*What is needed:* Report every line of the records that includes the word "wooden".

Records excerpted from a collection
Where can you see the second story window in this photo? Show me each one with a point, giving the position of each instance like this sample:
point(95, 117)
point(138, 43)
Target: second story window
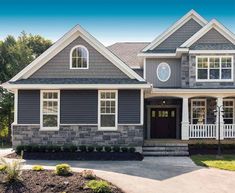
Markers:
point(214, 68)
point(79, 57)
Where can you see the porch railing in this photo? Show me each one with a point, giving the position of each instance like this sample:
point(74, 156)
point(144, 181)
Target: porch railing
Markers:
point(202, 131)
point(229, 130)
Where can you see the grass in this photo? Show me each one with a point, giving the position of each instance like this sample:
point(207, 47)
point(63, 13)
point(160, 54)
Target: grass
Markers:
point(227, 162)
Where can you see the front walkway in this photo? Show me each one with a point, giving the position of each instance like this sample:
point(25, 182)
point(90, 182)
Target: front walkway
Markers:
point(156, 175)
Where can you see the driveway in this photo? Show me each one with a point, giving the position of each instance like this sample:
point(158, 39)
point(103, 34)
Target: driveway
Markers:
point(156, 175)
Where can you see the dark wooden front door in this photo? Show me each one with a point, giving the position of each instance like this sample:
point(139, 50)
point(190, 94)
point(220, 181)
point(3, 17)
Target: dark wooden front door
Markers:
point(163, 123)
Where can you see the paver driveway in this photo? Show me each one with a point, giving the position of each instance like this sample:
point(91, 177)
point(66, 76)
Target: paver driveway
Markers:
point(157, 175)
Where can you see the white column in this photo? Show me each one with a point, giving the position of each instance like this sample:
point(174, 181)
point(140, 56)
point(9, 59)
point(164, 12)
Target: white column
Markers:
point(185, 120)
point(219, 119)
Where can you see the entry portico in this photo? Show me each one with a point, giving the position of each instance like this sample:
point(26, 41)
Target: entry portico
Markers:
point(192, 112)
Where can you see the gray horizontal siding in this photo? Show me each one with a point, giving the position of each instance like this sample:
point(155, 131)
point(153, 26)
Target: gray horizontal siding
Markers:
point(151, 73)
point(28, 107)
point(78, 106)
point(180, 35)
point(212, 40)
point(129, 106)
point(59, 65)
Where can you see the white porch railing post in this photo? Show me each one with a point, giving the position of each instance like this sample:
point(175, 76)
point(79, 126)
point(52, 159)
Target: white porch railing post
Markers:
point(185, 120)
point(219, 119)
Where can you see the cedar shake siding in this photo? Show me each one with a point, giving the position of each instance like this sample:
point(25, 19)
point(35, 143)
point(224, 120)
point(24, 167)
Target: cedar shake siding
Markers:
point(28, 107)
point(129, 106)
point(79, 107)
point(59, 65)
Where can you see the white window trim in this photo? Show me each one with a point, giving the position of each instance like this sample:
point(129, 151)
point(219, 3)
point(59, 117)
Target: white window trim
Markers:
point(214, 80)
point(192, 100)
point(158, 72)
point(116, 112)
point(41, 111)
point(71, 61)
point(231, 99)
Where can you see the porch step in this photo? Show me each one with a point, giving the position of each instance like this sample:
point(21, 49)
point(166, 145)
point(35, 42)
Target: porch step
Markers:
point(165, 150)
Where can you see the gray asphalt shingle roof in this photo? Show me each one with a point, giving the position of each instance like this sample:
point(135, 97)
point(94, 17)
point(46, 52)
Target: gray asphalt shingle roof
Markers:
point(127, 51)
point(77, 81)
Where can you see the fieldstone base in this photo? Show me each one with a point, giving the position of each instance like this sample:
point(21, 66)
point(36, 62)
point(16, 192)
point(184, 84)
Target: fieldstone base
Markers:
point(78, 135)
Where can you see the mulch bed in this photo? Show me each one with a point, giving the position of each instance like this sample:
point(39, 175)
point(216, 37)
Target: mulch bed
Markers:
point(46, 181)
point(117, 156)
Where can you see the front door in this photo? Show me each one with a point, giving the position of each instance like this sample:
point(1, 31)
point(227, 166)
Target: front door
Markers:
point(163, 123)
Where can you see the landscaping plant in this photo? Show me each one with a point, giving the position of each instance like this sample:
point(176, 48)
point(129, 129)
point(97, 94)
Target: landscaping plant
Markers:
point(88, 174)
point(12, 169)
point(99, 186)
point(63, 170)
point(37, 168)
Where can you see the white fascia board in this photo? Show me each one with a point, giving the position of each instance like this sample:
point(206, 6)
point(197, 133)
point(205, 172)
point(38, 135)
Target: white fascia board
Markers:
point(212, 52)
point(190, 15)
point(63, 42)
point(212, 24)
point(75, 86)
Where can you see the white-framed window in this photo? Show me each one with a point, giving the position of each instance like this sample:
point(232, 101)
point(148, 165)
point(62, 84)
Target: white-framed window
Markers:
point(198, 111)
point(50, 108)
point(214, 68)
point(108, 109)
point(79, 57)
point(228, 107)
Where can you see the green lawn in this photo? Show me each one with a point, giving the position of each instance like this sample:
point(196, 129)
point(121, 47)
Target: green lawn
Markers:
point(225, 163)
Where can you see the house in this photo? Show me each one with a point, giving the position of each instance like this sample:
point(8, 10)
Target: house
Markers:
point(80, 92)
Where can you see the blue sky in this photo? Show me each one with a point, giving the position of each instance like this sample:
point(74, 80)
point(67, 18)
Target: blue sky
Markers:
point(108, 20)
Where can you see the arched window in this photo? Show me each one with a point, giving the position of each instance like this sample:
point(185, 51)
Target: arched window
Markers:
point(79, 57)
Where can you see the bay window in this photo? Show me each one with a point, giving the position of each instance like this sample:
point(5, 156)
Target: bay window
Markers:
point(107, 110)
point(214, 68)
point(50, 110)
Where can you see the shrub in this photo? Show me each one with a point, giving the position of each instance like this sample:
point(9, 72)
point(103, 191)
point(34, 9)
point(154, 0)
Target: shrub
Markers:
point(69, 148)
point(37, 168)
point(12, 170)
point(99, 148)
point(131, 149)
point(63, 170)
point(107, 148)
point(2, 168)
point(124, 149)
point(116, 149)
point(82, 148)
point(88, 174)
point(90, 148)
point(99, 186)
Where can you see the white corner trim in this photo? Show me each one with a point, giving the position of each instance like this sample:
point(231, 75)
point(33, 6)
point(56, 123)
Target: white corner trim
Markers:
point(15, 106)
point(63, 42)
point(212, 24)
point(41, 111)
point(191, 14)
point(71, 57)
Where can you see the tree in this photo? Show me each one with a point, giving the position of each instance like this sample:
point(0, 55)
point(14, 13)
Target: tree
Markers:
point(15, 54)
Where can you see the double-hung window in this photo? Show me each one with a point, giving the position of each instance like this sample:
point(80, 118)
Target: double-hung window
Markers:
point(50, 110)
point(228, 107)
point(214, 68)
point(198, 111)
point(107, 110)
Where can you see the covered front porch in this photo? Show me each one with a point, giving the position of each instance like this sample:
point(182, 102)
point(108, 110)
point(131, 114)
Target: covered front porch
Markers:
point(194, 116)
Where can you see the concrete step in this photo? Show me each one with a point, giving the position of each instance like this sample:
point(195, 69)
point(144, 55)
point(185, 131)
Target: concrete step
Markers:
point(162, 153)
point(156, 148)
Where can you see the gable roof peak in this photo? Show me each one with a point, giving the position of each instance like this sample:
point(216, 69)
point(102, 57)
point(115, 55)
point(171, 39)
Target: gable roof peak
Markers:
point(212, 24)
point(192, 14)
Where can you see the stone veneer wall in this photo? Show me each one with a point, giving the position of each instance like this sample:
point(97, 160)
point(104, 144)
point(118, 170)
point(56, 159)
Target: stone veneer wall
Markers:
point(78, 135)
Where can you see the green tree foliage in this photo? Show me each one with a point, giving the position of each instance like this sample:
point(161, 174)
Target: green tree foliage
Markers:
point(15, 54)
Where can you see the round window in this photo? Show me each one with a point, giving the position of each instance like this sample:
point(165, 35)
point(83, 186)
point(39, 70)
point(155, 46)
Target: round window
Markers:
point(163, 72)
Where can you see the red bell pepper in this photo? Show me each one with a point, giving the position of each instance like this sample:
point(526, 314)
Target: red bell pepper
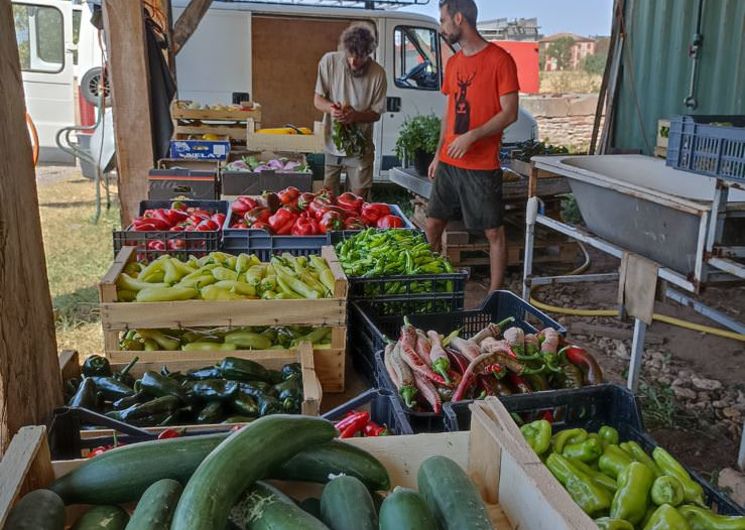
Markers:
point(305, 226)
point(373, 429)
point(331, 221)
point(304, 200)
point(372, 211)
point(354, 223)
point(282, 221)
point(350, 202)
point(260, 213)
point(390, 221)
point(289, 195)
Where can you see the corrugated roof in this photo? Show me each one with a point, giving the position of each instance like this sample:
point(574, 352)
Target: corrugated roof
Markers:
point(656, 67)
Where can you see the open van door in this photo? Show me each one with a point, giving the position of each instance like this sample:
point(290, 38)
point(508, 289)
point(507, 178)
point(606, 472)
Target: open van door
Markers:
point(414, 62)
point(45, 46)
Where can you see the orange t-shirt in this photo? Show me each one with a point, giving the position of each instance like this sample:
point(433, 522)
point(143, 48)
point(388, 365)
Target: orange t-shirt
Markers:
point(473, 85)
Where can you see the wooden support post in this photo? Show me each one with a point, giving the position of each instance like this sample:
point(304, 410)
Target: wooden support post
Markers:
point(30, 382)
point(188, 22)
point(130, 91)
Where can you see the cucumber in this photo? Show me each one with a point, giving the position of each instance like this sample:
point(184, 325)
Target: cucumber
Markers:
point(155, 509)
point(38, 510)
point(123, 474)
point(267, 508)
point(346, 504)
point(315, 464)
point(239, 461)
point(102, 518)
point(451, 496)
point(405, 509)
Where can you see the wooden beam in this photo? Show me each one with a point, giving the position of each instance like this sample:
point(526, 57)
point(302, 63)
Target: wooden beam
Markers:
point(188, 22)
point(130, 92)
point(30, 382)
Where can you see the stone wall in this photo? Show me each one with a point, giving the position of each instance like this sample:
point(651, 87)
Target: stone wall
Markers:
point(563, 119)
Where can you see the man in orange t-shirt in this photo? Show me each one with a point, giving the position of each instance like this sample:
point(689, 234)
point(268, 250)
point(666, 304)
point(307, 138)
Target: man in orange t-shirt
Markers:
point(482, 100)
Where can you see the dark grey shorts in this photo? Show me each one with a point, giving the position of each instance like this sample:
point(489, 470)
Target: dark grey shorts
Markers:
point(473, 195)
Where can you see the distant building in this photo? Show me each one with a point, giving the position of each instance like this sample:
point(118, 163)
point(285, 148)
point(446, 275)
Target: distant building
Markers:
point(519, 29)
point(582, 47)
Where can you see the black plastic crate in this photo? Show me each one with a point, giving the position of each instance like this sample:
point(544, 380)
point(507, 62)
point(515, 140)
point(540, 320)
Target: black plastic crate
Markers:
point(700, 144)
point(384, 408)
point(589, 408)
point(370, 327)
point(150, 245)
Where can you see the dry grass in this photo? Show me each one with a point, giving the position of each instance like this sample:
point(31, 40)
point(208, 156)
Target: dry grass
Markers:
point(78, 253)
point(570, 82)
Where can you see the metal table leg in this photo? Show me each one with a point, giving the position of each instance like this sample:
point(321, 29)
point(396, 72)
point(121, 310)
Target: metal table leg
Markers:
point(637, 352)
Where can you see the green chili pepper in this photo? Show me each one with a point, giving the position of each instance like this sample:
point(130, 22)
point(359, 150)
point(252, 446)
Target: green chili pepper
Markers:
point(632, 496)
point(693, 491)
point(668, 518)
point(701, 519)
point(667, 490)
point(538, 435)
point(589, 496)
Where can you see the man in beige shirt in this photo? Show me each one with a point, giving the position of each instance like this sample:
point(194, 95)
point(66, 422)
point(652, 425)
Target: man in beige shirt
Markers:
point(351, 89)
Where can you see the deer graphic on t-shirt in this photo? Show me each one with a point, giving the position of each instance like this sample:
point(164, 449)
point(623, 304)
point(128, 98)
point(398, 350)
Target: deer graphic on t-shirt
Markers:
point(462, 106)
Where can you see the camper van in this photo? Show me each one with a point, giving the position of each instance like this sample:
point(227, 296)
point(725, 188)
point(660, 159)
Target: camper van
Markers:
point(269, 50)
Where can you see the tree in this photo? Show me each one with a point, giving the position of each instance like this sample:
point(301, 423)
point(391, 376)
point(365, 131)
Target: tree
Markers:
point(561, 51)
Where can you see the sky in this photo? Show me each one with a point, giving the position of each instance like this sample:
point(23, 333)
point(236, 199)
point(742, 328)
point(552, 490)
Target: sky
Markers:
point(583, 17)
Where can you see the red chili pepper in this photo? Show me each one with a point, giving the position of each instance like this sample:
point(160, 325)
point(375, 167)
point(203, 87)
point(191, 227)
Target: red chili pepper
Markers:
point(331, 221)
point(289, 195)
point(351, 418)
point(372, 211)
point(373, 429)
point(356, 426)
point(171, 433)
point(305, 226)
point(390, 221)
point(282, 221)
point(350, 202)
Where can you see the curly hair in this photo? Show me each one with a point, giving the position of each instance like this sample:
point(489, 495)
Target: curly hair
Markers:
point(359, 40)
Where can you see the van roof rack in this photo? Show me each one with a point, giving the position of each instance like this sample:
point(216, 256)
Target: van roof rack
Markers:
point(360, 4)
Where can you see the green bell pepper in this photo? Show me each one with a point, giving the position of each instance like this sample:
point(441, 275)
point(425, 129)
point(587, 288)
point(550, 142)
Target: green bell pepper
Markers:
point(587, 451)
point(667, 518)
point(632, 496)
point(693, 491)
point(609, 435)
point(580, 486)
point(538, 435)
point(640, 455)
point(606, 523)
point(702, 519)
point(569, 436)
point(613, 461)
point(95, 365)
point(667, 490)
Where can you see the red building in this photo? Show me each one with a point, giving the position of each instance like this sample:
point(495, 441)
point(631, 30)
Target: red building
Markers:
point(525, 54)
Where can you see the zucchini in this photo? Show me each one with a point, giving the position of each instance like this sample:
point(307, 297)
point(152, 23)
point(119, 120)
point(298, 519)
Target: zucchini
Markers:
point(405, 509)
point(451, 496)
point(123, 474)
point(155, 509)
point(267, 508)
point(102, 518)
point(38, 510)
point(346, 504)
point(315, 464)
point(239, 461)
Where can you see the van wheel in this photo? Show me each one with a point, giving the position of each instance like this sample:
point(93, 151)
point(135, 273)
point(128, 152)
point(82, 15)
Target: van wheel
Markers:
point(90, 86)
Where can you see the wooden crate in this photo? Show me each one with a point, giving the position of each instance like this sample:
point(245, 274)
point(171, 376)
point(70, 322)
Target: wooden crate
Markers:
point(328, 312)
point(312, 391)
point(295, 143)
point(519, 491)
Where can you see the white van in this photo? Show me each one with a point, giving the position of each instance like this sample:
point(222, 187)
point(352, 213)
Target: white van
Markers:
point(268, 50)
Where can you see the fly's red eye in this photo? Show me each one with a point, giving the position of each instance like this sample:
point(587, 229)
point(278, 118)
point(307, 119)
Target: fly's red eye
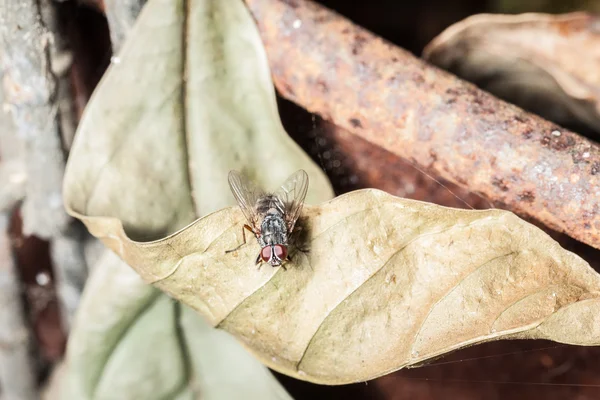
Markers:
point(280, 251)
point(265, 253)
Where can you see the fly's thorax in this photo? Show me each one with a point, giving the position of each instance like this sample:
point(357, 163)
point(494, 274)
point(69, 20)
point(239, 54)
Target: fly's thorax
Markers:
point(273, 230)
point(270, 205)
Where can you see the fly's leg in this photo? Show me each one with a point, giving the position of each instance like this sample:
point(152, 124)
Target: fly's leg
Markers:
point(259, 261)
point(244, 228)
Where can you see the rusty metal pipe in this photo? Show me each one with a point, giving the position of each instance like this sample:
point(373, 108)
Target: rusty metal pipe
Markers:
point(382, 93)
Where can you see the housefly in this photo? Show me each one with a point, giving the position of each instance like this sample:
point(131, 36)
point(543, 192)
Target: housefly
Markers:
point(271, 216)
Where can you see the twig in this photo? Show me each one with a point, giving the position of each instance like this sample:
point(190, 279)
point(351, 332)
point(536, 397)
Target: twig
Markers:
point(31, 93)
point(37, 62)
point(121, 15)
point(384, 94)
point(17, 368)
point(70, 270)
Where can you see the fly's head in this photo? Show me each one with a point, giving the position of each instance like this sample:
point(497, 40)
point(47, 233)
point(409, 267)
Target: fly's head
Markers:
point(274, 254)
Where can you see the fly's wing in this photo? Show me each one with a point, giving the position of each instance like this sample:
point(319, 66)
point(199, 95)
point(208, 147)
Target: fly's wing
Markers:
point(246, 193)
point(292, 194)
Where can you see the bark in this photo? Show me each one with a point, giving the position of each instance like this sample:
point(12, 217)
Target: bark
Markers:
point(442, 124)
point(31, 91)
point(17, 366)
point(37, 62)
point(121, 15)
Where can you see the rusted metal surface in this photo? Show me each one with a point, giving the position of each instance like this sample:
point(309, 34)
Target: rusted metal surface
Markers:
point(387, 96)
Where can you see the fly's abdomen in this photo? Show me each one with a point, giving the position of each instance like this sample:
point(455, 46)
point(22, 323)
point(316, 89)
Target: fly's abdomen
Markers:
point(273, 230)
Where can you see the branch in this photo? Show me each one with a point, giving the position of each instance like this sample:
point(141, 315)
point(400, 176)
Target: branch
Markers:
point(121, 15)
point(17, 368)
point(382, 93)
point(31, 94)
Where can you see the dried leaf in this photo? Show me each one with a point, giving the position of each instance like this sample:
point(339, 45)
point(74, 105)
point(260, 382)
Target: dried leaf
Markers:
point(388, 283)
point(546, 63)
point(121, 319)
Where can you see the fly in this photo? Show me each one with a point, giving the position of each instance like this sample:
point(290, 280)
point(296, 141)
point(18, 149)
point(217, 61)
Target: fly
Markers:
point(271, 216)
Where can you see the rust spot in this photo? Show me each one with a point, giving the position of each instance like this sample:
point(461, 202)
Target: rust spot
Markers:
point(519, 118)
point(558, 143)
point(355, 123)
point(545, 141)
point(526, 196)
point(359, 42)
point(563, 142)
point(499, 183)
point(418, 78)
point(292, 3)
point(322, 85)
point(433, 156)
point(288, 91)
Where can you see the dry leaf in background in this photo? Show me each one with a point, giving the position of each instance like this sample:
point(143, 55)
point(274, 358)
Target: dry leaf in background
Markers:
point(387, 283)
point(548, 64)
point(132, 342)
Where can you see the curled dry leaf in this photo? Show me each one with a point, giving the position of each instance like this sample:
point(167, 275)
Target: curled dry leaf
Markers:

*Expected answer:*
Where can you see the dark wooden front door in this photo? Show me each one with a point, giving the position of each instance like this sample:
Target: dark wooden front door
Where can you see the wooden support post in this photo? Show me each one with a point, giving the position of each instance like this sample:
Target: wooden support post
Where can you see the wooden beam in this photo? Show me each one with a point, giving the position of each instance like this sample:
Target: wooden beam
Where can you see the wooden crate in this photo? Show me each one with a point, giving the position of each instance like this sample:
Target: wooden crate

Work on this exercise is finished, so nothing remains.